- _READING PASSAGE_
Ichiro then added: "I thought everybody here, at the major-league level, is professional. I thought that's the reason they are at the major-league level."

A reporter asked Ichiro whether he was specifically calling Gorman "unprofessional."

"Don't make me go into that much detail," he said.

The call on Ichiro loomed large later in the inning as a struggling Robertson walked three batters and saw third baseman Inge muff a Raul Ibanez grounder. But the Mariners scored only one run in the inning and never led again after the bottom of the frame.

Weaver became the latest Seattle starter to get hit early and often. Even after Beltre's blast to left field on an 0-2 pitch in the fourth inning tied the score, Weaver gave the run right back in the bottom of the inning.

After walking the leadoff batter, he gave up singles to Rodriguez and Timo Perez, the second one rocketing past the frustrated pitcher's outstretched glove and into center field for a go-ahead run.

"Our offense did an excellent job battling back each and every time they put up the runs," Weaver said. "I just couldn't stop them. They're as hot as it comes right now, and I'm just having a hard time getting out of situations."

- _RECORDS SHOWN_
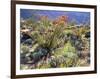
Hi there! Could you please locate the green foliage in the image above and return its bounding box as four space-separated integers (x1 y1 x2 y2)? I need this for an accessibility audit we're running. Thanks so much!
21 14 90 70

* * *

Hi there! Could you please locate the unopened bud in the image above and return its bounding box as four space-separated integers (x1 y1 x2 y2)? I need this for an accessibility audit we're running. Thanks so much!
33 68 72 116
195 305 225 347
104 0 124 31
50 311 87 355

==

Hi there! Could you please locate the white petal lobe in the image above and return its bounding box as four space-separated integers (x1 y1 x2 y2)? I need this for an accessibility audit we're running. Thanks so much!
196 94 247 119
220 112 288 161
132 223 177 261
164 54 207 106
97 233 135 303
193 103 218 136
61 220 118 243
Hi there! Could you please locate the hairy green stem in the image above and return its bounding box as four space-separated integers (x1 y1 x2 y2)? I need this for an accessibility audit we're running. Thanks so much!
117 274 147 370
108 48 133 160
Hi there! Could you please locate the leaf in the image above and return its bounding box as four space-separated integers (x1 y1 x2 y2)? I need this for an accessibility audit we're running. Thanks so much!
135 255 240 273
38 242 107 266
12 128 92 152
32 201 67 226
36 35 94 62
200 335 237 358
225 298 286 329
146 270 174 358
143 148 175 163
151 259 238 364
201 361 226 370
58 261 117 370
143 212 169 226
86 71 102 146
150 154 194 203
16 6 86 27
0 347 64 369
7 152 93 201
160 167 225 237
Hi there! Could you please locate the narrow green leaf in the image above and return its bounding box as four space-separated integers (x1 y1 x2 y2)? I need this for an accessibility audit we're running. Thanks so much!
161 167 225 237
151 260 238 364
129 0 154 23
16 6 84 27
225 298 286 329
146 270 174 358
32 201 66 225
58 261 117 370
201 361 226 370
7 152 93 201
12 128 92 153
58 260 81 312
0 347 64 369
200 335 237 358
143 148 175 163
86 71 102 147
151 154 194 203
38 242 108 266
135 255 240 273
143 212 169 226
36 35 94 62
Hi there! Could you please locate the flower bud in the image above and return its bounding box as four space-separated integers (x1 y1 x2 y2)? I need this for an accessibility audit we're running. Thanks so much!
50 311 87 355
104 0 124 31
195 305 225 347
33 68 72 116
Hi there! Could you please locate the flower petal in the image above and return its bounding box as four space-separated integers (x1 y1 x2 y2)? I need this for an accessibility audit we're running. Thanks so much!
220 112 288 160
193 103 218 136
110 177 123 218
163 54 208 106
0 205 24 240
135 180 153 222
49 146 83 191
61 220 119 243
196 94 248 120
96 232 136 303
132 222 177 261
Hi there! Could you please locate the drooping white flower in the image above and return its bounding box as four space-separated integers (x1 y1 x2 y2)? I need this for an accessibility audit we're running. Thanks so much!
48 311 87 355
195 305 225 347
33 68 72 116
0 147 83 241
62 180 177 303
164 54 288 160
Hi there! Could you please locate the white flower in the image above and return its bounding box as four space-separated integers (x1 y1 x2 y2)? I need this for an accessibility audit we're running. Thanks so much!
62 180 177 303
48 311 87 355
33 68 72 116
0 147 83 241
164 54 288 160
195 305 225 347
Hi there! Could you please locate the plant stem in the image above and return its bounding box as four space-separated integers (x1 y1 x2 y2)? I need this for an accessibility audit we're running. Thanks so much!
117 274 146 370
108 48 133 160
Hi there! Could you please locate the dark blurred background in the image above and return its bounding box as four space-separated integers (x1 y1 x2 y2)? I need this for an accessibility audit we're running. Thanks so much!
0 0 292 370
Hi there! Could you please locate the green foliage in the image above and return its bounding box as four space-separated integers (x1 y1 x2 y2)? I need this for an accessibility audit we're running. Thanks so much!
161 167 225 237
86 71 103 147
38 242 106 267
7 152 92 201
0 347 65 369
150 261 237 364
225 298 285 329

- _TO-DO LIST_
a. Select every line of the listing that contains the string "stem". Case counts.
b. Please go on with the Mariners game report, starting right after its last sentence.

- _RESPONSES PER TASK_
a.
Hi there! Could you please locate the hairy green stem in the image above and return its bounding box as four space-separated integers (x1 y1 x2 y2)? I need this for an accessibility audit we're running. Thanks so much!
Hi there! Could you please locate the plant stem in the image above and return its bounding box as four space-separated integers (x1 y1 x2 y2)? I need this for an accessibility audit we're running. Thanks so much!

b.
Weaver was lifted after the Inge home run in the sixth. But reliever Sean Green yielded a one-out single to Placido Polanco, then uncorked a wild pitch that allowed the runner to make it all the way to third.

Ordonez later belted a two-out double off the wall in right-center to cap the decisive rally.

"We're not getting any breaks," Mariners manager John McLaren said. "It's another tough game, and we've got to battle through it."

McLaren admired the way his hitters kept bouncing back early, erasing each new run the Tigers put up. That, he said, is the lone comfort he'll take out of this record loss.

"Let me tell you this," he said. "We're all frustrated. I said this before, but it's a complete gut-check time for everybody."

Geoff Baker: 206-464-8286 or gbaker@seattletimes.com.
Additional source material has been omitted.